Data items:
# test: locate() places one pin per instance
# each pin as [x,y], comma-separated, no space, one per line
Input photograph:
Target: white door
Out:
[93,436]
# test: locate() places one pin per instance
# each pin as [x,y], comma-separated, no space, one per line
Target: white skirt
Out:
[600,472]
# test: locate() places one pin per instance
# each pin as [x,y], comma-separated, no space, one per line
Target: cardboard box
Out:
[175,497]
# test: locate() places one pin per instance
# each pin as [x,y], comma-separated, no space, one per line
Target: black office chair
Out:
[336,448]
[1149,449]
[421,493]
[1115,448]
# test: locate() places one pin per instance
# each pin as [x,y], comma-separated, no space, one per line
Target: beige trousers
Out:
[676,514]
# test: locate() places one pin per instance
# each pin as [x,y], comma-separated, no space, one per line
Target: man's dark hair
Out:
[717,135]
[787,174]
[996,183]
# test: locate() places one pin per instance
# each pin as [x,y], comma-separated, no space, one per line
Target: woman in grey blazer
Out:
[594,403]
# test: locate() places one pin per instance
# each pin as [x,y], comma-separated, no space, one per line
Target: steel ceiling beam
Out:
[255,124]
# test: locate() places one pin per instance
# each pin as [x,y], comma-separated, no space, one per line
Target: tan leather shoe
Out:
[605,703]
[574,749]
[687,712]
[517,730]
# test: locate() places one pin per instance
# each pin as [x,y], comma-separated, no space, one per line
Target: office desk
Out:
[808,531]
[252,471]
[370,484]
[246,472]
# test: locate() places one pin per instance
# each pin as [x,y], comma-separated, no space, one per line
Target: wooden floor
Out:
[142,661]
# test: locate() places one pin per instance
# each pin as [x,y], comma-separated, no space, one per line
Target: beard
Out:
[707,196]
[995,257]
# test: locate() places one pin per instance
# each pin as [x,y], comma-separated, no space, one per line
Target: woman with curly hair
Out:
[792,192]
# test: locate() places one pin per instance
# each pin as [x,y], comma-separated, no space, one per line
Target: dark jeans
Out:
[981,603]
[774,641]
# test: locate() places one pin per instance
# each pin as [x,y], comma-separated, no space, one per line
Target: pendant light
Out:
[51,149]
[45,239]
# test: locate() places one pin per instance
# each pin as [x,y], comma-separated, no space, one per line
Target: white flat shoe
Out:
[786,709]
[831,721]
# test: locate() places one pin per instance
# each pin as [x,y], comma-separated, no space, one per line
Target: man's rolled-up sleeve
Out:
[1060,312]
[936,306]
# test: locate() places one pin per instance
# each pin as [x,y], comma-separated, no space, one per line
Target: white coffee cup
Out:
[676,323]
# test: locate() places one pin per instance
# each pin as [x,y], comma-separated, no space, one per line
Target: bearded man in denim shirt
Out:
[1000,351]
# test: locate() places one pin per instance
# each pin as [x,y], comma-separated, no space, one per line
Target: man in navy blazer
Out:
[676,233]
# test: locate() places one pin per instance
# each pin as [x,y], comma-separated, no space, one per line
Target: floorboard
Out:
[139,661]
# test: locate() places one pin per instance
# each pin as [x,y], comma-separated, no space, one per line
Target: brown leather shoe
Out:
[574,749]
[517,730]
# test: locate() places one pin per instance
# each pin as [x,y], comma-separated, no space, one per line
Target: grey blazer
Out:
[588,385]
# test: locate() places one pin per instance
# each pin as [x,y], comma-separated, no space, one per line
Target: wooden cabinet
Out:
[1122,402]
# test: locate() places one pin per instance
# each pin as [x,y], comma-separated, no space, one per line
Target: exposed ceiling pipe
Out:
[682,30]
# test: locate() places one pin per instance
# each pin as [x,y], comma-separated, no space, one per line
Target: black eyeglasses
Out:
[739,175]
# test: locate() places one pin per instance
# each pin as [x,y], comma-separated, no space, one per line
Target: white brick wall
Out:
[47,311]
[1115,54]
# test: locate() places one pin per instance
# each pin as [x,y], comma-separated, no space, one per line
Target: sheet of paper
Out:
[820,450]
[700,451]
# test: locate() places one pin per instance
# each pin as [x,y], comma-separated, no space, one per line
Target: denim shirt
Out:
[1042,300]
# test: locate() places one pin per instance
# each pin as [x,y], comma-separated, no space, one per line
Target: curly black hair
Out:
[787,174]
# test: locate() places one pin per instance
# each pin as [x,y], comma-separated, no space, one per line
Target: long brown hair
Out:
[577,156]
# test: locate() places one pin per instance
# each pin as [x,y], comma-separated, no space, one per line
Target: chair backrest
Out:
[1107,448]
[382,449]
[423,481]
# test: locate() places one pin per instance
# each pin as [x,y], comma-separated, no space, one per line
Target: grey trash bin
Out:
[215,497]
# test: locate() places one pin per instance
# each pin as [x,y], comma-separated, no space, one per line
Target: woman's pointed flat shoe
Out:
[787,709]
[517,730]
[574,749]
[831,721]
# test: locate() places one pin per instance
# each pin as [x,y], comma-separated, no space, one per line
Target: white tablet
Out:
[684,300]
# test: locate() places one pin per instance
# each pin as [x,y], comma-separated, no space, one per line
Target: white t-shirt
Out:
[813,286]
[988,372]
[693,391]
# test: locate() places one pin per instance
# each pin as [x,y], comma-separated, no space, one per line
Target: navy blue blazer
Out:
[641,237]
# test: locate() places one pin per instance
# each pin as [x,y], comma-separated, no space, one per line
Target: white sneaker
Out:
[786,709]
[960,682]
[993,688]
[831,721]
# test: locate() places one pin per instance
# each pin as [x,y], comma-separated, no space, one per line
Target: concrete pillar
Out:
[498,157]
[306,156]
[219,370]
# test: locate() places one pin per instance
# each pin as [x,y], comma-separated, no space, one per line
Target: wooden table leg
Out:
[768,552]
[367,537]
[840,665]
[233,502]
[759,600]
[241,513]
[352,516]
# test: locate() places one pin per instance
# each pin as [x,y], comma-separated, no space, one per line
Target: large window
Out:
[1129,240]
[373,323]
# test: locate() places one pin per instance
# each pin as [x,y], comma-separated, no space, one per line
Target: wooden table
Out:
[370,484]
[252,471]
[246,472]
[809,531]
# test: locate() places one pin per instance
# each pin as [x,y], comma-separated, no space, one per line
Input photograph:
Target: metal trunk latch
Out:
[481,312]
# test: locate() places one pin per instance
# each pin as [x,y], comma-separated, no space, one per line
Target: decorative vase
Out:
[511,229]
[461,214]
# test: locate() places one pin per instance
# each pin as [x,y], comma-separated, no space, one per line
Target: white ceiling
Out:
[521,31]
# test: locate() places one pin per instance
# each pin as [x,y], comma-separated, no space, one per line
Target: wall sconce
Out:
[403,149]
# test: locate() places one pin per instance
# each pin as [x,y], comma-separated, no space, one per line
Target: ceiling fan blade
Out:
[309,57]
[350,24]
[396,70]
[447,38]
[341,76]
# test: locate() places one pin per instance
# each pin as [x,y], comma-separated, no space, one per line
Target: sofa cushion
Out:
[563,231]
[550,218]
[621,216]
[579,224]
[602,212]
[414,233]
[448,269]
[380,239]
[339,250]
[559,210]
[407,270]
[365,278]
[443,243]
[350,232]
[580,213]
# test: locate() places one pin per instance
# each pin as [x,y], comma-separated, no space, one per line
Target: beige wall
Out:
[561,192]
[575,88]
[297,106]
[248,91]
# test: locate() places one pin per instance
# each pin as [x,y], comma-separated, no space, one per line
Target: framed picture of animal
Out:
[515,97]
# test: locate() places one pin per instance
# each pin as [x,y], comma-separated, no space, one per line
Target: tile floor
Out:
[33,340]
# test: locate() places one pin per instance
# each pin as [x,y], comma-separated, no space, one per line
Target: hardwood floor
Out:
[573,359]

What you have to do: Which lines above hold the string "grey"? Show each of them.

Answer to the exercise:
Target: woman in grey blazer
Target: grey blazer
Target: grey trash bin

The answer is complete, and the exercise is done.